Dennis L. Via (born ) is a retired United States Army four-star general who last served as the 18th commanding general of the United States Army Materiel Command from August 7, 2012 to September 30, 2016. He is the first Signal Corps officer since General Henry H. Arnold to achieve four-star rank. He retired from the army on September 30, 2016 after over 36 years of service.

Military career
A native of Martinsville, Virginia, Via was commissioned on May 18, 1980, in the Signal Corps after graduating as a Distinguished Military Graduate from Virginia State University. He holds a master's degree from Boston University, and is a graduate of the United States Army Command and General Staff College (class of 1991) and the United States Army War College (class of 1999).

Via began his career with the 35th Signal Brigade, XVIII Airborne Corps, Fort Bragg.

Via's prior assignment was as AMC's Deputy Commanding General. He deployed to Southwest Asia in October 2011 as the Commander, AMC Responsible Reset Task Force with the mission of leading the strategic integration of the Materiel Enterprise for the Retrograde of equipment and materiel out of Iraq at the conclusion of Operation New Dawn. Prior to that, he served as Director for Command, Control, Communications and Computer Systems, J-6, The Joint Staff, Washington, D.C.

------------------------------

- _Job A_
Copy the passage of the biography that opens with "Military career" and ends with "(class of 1999).", replacing "Distinguished Military Graduate" with "Honor Graduate".
The biography above and the entries that come next are drawn from unrelated sources.

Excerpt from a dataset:
------------------------------

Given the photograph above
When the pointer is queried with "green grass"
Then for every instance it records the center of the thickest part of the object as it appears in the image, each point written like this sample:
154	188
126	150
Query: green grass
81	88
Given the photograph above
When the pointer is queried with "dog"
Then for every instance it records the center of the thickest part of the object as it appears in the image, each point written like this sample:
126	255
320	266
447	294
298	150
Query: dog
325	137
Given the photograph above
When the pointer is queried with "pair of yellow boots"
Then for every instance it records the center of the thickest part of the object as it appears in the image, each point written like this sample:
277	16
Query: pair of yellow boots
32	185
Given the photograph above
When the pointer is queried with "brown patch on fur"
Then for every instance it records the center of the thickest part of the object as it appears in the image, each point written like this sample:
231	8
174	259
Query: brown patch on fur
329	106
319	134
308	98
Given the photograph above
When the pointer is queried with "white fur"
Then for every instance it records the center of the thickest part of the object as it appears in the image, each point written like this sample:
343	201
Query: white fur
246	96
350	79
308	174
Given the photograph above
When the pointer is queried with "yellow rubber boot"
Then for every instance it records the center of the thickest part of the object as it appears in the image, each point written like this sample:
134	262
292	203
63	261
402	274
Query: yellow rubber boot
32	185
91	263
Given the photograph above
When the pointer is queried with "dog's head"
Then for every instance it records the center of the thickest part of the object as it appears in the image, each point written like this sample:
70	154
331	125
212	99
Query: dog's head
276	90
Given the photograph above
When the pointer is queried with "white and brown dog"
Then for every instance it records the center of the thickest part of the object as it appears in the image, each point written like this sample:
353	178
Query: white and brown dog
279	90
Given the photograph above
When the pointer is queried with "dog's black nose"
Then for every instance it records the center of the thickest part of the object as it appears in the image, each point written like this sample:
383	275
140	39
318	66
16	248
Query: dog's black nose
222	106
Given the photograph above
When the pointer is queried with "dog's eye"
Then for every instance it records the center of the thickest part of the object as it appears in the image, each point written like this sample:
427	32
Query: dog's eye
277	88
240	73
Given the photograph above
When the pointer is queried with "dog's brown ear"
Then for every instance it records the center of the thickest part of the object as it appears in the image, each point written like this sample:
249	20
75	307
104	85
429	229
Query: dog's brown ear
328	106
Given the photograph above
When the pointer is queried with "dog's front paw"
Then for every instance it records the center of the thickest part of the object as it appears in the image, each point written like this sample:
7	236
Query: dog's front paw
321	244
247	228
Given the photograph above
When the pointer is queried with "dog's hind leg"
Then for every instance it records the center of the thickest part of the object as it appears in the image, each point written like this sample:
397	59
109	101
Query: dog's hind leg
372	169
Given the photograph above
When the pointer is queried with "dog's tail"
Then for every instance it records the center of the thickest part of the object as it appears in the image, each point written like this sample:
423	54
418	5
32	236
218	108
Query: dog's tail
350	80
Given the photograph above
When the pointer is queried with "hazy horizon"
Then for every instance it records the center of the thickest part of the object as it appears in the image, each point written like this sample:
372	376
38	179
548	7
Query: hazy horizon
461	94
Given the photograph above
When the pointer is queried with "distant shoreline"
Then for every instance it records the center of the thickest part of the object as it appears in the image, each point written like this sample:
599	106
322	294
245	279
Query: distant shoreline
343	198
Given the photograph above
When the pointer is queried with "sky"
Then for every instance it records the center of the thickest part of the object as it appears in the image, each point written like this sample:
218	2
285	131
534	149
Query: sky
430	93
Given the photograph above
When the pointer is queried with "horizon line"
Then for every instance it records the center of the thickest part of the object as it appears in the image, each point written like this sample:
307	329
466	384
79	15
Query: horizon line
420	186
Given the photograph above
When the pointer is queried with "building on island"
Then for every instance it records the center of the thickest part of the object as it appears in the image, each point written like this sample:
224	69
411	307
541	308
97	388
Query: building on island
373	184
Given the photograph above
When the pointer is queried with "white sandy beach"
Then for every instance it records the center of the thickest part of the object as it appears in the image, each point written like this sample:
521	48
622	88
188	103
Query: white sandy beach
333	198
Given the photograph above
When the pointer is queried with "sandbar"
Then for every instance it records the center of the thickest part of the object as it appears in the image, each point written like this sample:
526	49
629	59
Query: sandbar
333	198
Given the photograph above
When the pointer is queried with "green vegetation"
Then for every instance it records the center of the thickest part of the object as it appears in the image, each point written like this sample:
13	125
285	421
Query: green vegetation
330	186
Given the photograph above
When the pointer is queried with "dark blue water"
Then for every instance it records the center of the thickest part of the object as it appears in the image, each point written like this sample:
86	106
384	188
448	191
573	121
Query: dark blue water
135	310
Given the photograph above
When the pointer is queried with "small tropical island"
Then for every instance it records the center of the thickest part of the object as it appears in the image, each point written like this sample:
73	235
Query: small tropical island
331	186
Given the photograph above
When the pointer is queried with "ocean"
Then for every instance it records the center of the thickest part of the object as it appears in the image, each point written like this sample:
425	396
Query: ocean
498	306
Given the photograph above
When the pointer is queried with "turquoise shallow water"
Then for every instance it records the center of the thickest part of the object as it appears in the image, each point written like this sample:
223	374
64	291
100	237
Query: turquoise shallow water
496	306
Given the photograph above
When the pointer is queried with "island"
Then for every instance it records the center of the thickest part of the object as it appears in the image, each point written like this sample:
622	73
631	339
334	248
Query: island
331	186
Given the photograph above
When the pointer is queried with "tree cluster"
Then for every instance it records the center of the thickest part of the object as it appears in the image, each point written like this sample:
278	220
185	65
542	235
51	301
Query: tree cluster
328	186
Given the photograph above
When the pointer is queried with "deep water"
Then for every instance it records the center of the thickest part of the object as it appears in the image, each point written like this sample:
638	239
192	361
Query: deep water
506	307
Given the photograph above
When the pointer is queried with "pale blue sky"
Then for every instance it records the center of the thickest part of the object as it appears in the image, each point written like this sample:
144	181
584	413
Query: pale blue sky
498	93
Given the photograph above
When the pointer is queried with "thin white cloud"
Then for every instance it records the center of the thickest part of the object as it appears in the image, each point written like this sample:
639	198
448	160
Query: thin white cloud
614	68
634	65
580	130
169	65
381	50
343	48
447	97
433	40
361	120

------------------------------

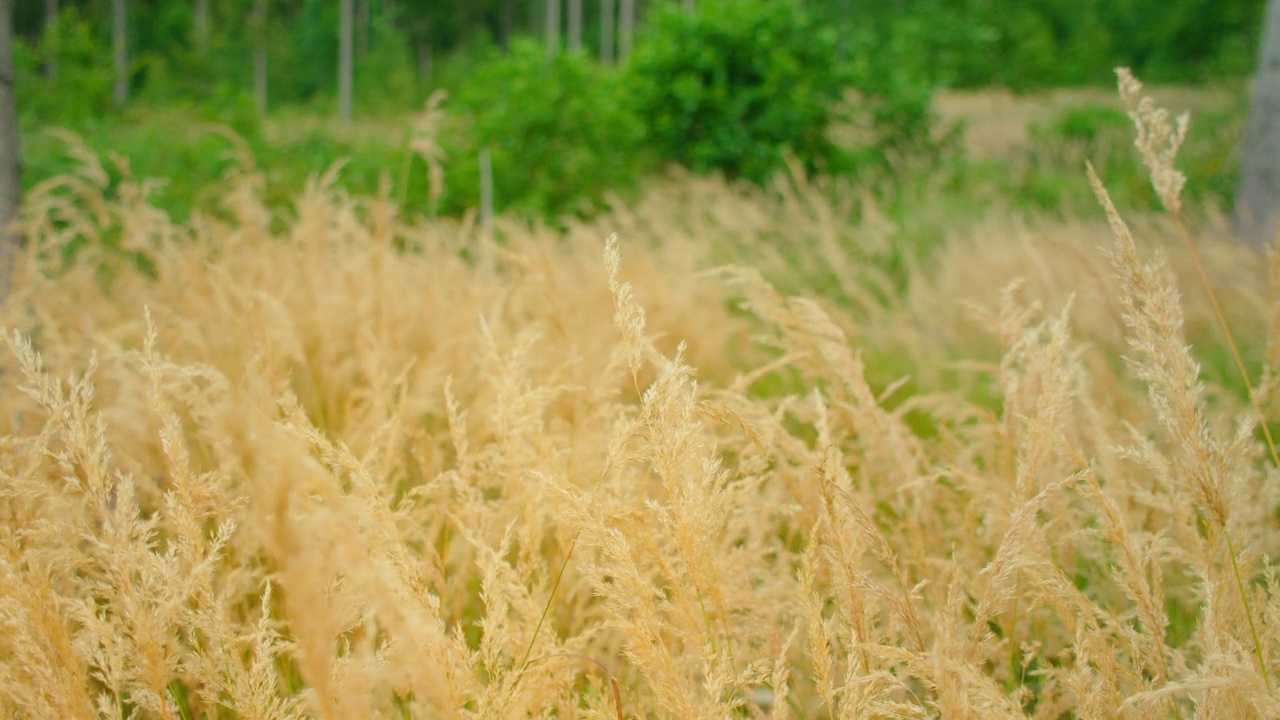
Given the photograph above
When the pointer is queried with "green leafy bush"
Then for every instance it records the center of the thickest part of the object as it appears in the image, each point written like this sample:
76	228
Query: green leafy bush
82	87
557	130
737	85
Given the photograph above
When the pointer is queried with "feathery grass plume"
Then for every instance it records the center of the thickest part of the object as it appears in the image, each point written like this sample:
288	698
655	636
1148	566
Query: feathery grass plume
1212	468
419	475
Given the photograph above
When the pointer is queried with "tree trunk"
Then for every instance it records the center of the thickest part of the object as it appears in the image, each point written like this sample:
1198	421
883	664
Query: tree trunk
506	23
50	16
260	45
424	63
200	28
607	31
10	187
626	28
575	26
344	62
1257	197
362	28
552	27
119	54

------------------------------

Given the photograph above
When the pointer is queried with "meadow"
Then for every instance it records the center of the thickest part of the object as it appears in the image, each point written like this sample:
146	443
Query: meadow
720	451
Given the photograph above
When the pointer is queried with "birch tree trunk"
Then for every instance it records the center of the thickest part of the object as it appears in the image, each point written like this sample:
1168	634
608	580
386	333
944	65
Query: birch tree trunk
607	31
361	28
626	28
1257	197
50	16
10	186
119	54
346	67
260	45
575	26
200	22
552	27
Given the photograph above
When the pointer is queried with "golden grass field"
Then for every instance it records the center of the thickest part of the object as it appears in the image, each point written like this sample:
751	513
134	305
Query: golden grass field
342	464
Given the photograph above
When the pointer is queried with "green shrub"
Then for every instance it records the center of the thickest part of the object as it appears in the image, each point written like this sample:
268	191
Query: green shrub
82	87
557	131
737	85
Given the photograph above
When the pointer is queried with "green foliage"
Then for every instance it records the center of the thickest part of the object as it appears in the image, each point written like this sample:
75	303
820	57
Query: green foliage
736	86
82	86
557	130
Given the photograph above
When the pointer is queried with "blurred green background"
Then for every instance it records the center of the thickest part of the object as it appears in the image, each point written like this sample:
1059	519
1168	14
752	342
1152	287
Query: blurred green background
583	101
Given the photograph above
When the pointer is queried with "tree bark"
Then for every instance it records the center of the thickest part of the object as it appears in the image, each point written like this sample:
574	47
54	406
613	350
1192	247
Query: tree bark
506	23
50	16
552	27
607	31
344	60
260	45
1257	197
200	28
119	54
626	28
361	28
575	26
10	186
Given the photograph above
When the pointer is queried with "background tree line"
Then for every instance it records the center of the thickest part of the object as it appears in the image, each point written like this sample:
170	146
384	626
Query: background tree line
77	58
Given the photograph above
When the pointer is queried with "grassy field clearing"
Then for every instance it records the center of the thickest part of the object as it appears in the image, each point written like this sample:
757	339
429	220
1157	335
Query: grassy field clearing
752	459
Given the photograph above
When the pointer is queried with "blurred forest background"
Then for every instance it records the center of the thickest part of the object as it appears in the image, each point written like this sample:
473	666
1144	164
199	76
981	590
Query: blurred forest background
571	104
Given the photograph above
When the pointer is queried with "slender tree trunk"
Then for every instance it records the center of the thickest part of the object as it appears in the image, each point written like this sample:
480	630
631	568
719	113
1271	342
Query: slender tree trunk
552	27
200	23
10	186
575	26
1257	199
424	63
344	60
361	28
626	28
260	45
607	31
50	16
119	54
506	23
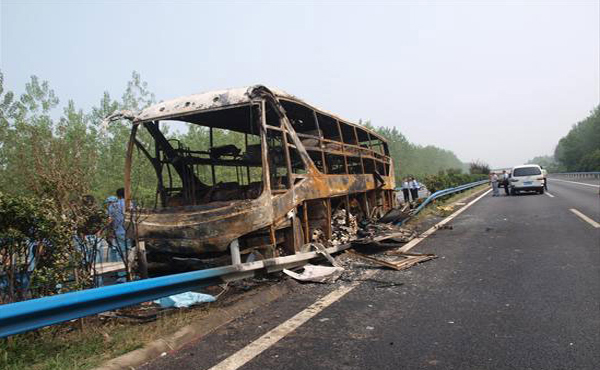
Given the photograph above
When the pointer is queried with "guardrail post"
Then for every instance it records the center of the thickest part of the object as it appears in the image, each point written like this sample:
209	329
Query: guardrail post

------------------------------

- _Job B_
How many lines of the entries contain the string "hind"? Answer with the number only.

- _Response A_
Military career
A native of Martinsville, Virginia, Via was commissioned on May 18, 1980, in the Signal Corps after graduating as a Honor Graduate from Virginia State University. He holds a master's degree from Boston University, and is a graduate of the United States Army Command and General Staff College (class of 1991) and the United States Army War College (class of 1999).

- _Response B_
2